TEXTE FOURNI:

Photos © Association da Vinci A.s.b.l.
ART, ARCHITECTURE ET TECHNOLOGIE.
Bonsoir.
Merci d’ être venus nombreux ce soir dans la maison da Vinci, qui accueille l’ ordre des architectes, des ingénieurs, des scientifiques et des entrepreneurs. C’ est très légitime pour ces professions de se placer sous son parrainage, lui qui incarne l’ artiste complet, absolu, à la curiosité infinie, qui s’ est intéressé à la peinture, la sculpture, l’ architecture, l’anatomie, l’art de la guerre.
Moi-même en tant qu’ artiste, au XXIème siècle, je reconnais volontiers son influence dans ma peinture et il m’arrive régulièrement de faire des citations de son travail, comme ici dans le tableau les Cercles vicieux où je reprends sa célèbre figure qui définit les canons de la proportion parfaite. Mais je regarde aussi de très près ses dessins d’ animaux, notamment de chevaux et j’utilise ses croquis, avec toutes ses annotations, pour accompagner les miens, comme ici l’ Animal mécanique ou là, Cheval-Mouvement. Ses croquis faisaient probablement partie de ses recherches pour une sculpture équestre qui n’ a jamais été coulée et dont le plâtre a disparu.
J’ai réalisé un tableau qui pourrait parler de cette sculpture…et lui rendre hommage: Disappear here. Réalisé sur un tissu très fragile, le cheval et son squelette sont placés sur un socle dont les lignes fines résistent mal à la lumière. Comme son titre l’indique, elles risquent de s’effacer, mais une oeuvre doit-elle vivre éternellement ?
Mais revenons au sujet de ce soir qui est l’ interaction entre ma peinture, l’ architecture et la technique.
Dans un premier temps, je vais vous montrer comment l’ architecture s’est invitée dans mes tableaux, et dans un second temps, comment ma peinture s’inscrit dans l’ architecture.
Depuis toujours une des facettes de mon travail a été le paysage et très vite, celui des grandes villes comme Berlin ou New York où j’ ai habité dans les années 90.

Enregistrements d'étiquetage de localisation:

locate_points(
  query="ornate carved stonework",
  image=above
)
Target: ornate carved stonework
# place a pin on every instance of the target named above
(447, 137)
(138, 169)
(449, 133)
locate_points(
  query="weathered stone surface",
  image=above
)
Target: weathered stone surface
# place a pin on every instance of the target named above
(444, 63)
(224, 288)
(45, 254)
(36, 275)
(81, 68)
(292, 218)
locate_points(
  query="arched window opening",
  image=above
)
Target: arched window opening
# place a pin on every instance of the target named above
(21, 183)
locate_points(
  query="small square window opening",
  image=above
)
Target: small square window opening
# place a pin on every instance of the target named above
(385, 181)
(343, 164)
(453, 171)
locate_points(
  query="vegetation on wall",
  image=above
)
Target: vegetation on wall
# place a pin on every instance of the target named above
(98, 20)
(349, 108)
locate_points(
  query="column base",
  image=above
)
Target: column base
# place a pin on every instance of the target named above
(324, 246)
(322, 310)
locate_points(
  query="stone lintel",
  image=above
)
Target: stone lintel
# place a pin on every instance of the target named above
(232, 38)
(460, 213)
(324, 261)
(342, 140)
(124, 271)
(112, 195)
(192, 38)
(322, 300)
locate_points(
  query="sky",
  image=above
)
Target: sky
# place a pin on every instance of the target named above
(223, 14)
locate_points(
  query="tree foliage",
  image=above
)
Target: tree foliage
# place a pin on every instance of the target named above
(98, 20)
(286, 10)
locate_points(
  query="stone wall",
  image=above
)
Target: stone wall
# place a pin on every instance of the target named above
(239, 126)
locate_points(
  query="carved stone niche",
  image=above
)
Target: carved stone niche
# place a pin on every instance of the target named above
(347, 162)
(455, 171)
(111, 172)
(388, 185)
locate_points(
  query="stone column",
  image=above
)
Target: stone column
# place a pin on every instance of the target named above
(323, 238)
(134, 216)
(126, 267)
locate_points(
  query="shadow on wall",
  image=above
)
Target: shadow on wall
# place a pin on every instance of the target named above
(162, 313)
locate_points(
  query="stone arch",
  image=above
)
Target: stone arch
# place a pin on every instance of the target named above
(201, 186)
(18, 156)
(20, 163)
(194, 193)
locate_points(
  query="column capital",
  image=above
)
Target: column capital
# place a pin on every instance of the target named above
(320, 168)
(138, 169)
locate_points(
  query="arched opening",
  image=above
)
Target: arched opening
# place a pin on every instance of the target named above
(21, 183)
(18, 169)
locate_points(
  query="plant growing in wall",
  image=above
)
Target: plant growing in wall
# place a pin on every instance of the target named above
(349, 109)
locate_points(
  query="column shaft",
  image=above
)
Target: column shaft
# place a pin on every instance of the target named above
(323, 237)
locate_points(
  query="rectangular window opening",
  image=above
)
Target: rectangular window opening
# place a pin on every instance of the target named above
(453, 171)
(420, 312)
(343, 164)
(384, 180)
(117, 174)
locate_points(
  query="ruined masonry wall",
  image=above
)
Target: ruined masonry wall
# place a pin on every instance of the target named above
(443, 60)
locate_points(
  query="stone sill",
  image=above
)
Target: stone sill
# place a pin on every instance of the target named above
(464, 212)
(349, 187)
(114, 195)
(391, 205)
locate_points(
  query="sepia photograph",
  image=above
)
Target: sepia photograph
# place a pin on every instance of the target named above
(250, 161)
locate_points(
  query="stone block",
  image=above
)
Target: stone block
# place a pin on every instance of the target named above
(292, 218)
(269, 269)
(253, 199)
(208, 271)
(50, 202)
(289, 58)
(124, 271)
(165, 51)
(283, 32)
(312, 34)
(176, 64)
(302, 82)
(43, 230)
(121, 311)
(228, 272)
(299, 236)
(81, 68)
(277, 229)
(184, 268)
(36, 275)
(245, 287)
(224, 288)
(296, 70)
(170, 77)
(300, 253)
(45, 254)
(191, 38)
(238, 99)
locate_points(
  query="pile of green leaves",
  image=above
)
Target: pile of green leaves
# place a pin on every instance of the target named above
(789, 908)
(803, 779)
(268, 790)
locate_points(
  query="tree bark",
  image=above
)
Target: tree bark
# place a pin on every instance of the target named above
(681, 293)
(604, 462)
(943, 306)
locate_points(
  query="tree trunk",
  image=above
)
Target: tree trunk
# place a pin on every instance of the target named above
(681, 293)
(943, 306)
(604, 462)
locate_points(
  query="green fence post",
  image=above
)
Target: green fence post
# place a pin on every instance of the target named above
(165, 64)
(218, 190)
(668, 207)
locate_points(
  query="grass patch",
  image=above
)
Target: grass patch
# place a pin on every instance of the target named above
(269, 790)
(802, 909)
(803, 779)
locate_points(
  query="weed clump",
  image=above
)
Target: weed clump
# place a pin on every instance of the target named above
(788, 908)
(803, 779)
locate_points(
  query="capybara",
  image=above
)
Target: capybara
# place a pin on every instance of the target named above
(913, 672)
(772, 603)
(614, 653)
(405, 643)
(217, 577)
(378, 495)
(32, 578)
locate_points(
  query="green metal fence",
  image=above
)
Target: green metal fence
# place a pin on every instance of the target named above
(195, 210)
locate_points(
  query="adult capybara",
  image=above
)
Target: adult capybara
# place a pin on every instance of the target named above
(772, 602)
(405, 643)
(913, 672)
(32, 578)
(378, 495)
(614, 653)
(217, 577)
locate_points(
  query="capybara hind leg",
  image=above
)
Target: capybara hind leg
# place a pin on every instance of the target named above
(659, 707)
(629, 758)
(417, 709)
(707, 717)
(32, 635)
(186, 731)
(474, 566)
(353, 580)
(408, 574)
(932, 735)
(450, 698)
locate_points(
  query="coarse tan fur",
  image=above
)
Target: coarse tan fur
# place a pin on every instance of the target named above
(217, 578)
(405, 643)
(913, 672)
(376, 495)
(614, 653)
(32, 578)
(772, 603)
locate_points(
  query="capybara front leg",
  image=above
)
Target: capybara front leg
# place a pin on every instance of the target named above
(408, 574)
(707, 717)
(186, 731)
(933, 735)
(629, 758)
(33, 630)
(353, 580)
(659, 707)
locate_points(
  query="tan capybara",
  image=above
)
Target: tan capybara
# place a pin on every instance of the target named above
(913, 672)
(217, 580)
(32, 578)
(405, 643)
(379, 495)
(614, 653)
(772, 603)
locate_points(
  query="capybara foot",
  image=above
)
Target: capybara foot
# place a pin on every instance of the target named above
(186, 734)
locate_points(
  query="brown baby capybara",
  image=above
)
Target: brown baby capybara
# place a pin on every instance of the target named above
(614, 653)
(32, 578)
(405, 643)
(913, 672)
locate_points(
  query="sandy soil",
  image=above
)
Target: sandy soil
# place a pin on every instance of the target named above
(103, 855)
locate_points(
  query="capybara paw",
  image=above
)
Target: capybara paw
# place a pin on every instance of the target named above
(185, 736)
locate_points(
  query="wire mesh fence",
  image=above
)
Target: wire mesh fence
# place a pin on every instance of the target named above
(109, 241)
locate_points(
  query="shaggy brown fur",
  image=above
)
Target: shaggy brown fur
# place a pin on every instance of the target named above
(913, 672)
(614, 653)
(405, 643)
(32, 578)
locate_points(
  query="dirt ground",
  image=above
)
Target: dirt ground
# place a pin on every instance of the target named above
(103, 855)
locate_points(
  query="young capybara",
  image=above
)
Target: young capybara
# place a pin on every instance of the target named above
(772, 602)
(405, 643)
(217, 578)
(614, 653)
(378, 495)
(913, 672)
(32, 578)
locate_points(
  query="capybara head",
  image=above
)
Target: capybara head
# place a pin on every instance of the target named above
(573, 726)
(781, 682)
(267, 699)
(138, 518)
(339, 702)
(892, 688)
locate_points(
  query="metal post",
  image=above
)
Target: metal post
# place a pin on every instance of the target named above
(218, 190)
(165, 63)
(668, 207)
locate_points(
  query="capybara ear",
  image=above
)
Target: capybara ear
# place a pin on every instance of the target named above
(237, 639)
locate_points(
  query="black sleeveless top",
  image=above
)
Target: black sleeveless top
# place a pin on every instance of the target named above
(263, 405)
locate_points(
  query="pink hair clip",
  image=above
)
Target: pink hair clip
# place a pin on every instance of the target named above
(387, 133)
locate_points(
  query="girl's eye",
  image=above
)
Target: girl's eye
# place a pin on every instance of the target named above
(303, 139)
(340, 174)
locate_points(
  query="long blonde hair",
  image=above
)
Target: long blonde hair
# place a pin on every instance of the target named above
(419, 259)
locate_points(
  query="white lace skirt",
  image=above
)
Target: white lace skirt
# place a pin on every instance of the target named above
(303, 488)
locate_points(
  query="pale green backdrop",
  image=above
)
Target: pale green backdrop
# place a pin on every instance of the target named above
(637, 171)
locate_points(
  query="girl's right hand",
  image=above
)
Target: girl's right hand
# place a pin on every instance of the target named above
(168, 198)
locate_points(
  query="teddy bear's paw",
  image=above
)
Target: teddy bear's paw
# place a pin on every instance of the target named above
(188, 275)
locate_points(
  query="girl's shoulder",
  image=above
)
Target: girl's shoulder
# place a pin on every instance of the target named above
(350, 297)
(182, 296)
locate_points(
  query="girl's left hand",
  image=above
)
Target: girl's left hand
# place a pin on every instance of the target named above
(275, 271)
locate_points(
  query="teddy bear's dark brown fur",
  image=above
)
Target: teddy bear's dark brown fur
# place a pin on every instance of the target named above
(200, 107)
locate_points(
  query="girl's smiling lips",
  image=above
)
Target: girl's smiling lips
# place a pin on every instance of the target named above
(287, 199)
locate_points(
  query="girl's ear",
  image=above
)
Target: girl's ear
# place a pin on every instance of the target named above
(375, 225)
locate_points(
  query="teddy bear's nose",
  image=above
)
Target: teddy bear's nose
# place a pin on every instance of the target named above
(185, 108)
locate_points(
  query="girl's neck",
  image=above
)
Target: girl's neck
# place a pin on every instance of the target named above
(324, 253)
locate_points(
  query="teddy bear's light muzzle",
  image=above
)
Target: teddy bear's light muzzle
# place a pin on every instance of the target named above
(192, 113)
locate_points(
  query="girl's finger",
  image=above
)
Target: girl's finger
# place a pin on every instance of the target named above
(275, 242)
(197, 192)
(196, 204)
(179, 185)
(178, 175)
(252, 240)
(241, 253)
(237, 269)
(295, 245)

ÉNONCÉ DE LA TÂCHE:
Répondez aux questions suivantes à partir du texte fourni :
1. Dans quel tableau est reprise la figure qui définit les canons de la proportion parfaite ?
2. Sur quel support le tableau Disappear here est-il réalisé ?
3. Quelles grandes villes sont citées comme lieux de résidence dans les années 90 ?

RÉPONSE CI-DESSOUS:
1. Dans le tableau les Cercles vicieux.
2. Sur un tissu très fragile.
3. Berlin et New York.